* Start *
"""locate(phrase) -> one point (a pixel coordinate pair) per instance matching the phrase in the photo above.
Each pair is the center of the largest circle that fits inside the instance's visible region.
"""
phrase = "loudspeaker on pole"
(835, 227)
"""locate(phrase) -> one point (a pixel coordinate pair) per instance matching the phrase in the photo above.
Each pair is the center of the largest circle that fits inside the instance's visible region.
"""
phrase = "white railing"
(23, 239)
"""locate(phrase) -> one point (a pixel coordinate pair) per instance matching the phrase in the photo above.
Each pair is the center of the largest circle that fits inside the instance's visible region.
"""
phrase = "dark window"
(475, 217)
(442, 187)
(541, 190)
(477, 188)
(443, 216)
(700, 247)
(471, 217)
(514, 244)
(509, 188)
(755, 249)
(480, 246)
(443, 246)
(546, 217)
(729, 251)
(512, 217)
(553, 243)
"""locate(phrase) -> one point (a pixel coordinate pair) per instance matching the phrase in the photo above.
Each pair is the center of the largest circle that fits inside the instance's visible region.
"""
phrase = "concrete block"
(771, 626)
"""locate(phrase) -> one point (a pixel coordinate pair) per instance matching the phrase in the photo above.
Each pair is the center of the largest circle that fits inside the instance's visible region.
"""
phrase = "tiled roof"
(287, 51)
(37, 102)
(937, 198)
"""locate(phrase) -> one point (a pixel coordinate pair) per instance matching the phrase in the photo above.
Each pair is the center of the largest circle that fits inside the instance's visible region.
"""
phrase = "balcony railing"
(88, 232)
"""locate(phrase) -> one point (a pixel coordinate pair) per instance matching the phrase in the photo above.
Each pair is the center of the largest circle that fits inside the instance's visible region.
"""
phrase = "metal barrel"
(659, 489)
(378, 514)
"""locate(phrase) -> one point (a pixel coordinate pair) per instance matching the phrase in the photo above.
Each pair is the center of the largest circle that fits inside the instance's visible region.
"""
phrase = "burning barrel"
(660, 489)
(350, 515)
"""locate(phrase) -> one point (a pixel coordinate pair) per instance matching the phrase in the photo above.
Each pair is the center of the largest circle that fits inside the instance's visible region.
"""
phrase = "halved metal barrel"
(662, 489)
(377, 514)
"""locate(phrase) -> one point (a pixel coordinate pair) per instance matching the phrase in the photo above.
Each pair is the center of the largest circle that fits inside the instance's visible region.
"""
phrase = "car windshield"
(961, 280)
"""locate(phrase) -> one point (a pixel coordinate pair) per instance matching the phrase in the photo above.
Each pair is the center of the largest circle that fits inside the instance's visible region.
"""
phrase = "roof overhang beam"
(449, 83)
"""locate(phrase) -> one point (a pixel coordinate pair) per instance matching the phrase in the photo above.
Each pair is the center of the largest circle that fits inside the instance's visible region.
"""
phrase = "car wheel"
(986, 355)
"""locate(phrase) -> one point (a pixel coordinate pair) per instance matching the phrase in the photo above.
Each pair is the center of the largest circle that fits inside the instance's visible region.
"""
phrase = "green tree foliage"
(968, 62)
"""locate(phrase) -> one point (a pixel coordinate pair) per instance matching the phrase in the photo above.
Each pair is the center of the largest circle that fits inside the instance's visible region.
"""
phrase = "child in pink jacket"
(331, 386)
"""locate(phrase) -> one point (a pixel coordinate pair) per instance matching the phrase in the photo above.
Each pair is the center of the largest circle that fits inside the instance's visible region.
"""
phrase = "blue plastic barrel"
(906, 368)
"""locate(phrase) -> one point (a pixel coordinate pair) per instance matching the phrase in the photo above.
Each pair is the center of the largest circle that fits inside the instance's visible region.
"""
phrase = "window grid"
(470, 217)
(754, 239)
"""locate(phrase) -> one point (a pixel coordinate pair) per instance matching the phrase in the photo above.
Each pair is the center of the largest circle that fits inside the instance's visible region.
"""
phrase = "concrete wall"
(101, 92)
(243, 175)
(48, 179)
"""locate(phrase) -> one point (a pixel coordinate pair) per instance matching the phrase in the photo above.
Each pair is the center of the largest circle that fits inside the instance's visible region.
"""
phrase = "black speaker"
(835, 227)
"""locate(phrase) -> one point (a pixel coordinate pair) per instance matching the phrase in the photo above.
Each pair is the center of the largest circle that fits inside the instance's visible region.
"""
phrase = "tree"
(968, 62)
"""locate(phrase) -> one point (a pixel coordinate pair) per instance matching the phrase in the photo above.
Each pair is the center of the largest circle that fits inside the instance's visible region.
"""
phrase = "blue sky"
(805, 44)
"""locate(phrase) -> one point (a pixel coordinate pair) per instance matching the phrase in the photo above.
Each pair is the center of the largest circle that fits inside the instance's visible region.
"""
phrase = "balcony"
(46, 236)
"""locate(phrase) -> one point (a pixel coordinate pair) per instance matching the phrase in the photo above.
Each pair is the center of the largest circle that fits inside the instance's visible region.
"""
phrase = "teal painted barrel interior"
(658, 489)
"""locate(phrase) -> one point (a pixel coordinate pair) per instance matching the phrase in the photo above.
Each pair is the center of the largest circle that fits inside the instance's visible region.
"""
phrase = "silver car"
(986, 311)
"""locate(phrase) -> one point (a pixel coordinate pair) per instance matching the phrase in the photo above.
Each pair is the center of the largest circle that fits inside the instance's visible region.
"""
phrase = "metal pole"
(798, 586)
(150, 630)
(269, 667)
* End *
> [Stated exercise] State how many lines of the material contain the word "balcony", with case counting. Reply with the number alone.

> [Response] 2